## [What to do]
Output the data below exactly, down to the last character.

## [Data provided]
============
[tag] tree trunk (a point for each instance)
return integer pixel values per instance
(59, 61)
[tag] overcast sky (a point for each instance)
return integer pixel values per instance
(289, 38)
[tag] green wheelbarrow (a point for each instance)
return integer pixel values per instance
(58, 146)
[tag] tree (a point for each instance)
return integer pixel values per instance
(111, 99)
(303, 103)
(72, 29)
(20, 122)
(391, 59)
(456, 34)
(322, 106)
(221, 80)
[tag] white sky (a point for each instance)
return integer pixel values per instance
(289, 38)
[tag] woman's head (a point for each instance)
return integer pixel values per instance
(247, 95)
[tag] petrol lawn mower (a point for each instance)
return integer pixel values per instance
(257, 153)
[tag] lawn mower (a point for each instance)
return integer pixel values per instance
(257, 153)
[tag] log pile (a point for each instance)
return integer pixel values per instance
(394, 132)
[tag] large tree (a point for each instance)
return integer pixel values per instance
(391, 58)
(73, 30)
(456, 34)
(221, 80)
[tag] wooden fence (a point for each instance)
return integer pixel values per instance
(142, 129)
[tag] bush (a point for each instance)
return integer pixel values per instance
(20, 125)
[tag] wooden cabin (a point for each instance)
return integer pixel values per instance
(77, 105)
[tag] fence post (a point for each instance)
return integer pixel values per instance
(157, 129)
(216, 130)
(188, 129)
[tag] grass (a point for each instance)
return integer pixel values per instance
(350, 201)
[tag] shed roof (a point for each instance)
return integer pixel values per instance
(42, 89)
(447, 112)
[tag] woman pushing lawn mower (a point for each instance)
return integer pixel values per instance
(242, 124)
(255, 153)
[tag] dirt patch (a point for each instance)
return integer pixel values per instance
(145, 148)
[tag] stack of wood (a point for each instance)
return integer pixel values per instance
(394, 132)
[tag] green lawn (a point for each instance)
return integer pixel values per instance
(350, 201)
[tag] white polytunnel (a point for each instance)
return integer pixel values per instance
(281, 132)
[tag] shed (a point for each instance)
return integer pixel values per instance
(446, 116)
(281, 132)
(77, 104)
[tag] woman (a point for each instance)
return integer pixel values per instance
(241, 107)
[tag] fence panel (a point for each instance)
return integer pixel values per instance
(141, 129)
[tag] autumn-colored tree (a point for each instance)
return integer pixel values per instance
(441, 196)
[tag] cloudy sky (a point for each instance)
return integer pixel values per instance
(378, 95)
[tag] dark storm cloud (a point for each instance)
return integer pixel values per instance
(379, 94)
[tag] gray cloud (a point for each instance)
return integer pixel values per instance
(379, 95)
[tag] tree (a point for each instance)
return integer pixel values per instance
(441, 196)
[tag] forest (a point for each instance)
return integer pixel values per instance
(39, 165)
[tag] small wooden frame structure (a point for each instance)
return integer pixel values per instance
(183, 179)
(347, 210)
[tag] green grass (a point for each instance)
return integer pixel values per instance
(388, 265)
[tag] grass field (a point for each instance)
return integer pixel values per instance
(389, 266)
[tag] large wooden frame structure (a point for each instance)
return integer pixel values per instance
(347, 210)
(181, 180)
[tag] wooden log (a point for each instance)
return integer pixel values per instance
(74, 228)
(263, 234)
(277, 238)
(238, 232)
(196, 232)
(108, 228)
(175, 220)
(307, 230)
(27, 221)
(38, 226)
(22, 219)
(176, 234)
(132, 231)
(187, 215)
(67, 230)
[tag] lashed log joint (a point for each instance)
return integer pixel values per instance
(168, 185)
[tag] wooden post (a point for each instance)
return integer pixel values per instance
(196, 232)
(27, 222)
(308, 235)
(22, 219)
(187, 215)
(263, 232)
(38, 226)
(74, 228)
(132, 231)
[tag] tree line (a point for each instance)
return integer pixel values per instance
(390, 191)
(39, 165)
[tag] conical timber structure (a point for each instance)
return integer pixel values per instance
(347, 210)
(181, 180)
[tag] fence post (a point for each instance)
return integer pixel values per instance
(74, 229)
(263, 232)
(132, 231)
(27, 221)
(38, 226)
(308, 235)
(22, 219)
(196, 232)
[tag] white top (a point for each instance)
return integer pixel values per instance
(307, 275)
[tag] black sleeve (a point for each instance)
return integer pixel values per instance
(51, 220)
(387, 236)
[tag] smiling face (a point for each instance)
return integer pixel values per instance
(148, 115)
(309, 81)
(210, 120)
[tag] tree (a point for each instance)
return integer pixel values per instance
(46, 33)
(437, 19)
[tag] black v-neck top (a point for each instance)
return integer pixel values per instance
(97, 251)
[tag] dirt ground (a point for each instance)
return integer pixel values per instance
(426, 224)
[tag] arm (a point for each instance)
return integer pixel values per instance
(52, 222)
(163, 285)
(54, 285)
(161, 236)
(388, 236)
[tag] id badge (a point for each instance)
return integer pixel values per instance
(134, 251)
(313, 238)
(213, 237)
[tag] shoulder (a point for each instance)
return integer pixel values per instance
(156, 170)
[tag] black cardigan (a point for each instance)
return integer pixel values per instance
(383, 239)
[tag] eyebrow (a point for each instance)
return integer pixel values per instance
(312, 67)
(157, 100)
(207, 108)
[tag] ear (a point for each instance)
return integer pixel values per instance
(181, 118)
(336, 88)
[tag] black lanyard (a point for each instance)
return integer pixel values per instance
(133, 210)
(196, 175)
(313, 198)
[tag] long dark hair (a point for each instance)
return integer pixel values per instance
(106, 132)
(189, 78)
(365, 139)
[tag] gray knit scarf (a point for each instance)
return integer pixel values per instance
============
## [Written answer]
[tag] tree trunk (a point for each instance)
return integer pixel values per instance
(59, 61)
[tag] overcast sky (a point for each instance)
return integer pixel values per instance
(289, 38)
[tag] green wheelbarrow (a point for each instance)
return integer pixel values per instance
(58, 146)
[tag] tree (a point for each instance)
return integer pixel values per instance
(111, 99)
(303, 103)
(72, 29)
(20, 122)
(391, 59)
(456, 34)
(322, 106)
(221, 80)
[tag] white sky (a point for each instance)
return integer pixel values per instance
(289, 38)
[tag] woman's head (a point for each instance)
return integer pixel values per instance
(247, 95)
[tag] petrol lawn mower (a point for each instance)
return integer pixel values per instance
(257, 153)
[tag] lawn mower (a point for each instance)
return integer pixel values per instance
(257, 153)
[tag] log pile (a point for each instance)
return integer pixel values per instance
(394, 132)
[tag] large tree (a point for each instance)
return integer pixel values per instance
(391, 58)
(73, 30)
(456, 34)
(221, 80)
[tag] wooden fence (a point for each instance)
return integer pixel values per instance
(142, 129)
[tag] bush (a point for each instance)
return integer pixel values per instance
(20, 125)
[tag] wooden cabin (a point for each instance)
return integer pixel values per instance
(77, 105)
[tag] fence post (a point for each instance)
return integer pixel values per instance
(157, 129)
(216, 130)
(188, 129)
[tag] grass (a point for each instance)
return integer pixel values per instance
(350, 201)
[tag] shed roof (a point for each instance)
return integer pixel values per instance
(42, 89)
(447, 112)
[tag] woman pushing lawn mower (a point for each instance)
return integer pixel values per instance
(242, 124)
(255, 153)
[tag] dirt patch (a point for each instance)
return integer pixel values per instance
(145, 148)
[tag] stack of wood (a point for each instance)
return integer pixel values per instance
(394, 132)
[tag] green lawn (a point for each instance)
return integer pixel values per instance
(350, 201)
[tag] white polytunnel (a point for each instance)
return integer pixel values per instance
(281, 132)
[tag] shed (a point for each instance)
return integer pixel values per instance
(446, 116)
(281, 132)
(77, 104)
[tag] woman (a point for each instance)
return integer pixel values per instance
(241, 107)
[tag] fence panel (a point for each instance)
return integer pixel values per instance
(141, 129)
[tag] autumn-colored tree (a point for each instance)
return integer pixel values per instance
(441, 196)
[tag] cloudy sky (a point for each instance)
return integer pixel values per instance
(378, 95)
[tag] dark storm cloud (a point for each instance)
return integer pixel values per instance
(379, 94)
[tag] gray cloud (a point for each instance)
return integer pixel values per instance
(379, 95)
[tag] tree (a point for each instance)
return integer pixel values per instance
(441, 196)
[tag] forest (a point for each instance)
return integer pixel values per instance
(39, 165)
[tag] small wooden frame structure (a point for each instance)
return integer pixel values per instance
(183, 179)
(347, 210)
[tag] green grass (a point for each instance)
return integer pixel values per instance
(388, 265)
[tag] grass field (a point for each instance)
return integer pixel values per instance
(389, 266)
[tag] large wooden frame structure (a point for each instance)
return integer pixel values per instance
(347, 210)
(181, 180)
[tag] wooden log (a point for each instance)
return integer pixel values per instance
(74, 228)
(263, 234)
(277, 238)
(238, 232)
(196, 232)
(108, 228)
(175, 220)
(307, 230)
(27, 221)
(38, 226)
(22, 219)
(176, 234)
(132, 231)
(187, 215)
(67, 230)
[tag] lashed log joint (a point for each instance)
return integer pixel values per instance
(168, 185)
[tag] wooden post (a point for each instance)
return integer pixel values per instance
(196, 232)
(27, 222)
(308, 235)
(22, 219)
(187, 215)
(263, 232)
(38, 226)
(74, 228)
(132, 231)
[tag] tree line (a point for each instance)
return integer pixel values per instance
(390, 191)
(39, 165)
[tag] conical timber structure (a point for each instance)
return integer pixel values per instance
(347, 210)
(181, 180)
[tag] fence post (a point for each instance)
return integer pixel values per instance
(74, 229)
(263, 232)
(132, 231)
(27, 221)
(38, 226)
(308, 235)
(22, 219)
(196, 232)
[tag] white top (a point for each instance)
return integer pixel values per instance
(307, 275)
[tag] black sleeve (a point for each instance)
return integer pixel values per instance
(51, 220)
(387, 236)
[tag] smiling face (a point for each instance)
return integer pixel values per instance
(148, 115)
(309, 81)
(210, 120)
[tag] tree (a point for each instance)
return integer pixel values per instance
(46, 33)
(437, 19)
[tag] black v-neck top (a point for each instance)
return integer pixel values per instance
(97, 251)
[tag] dirt ground (a point for each instance)
return integer pixel values per instance
(426, 224)
[tag] arm (a point for each instance)
return integer pixel values per instance
(52, 222)
(163, 285)
(54, 285)
(161, 236)
(388, 236)
[tag] id badge (a point for each instance)
return integer pixel values per instance
(134, 251)
(313, 238)
(213, 237)
[tag] shoulder (a point for each instance)
return integer pixel values per instance
(156, 170)
[tag] black cardigan (a point for each instance)
return integer pixel values per instance
(383, 239)
[tag] eyebrow (a point for each instance)
return integer pixel values per instance
(312, 67)
(157, 100)
(207, 108)
[tag] ear (a point for each instance)
return integer pixel values per instance
(181, 118)
(336, 88)
[tag] black lanyard (a point for each instance)
return integer pixel values per instance
(133, 210)
(196, 175)
(313, 198)
[tag] long dark hair (a point for each instance)
return integer pixel values per instance
(106, 132)
(189, 78)
(365, 139)
[tag] gray knit scarf (a point for each instance)
return integer pixel values per instance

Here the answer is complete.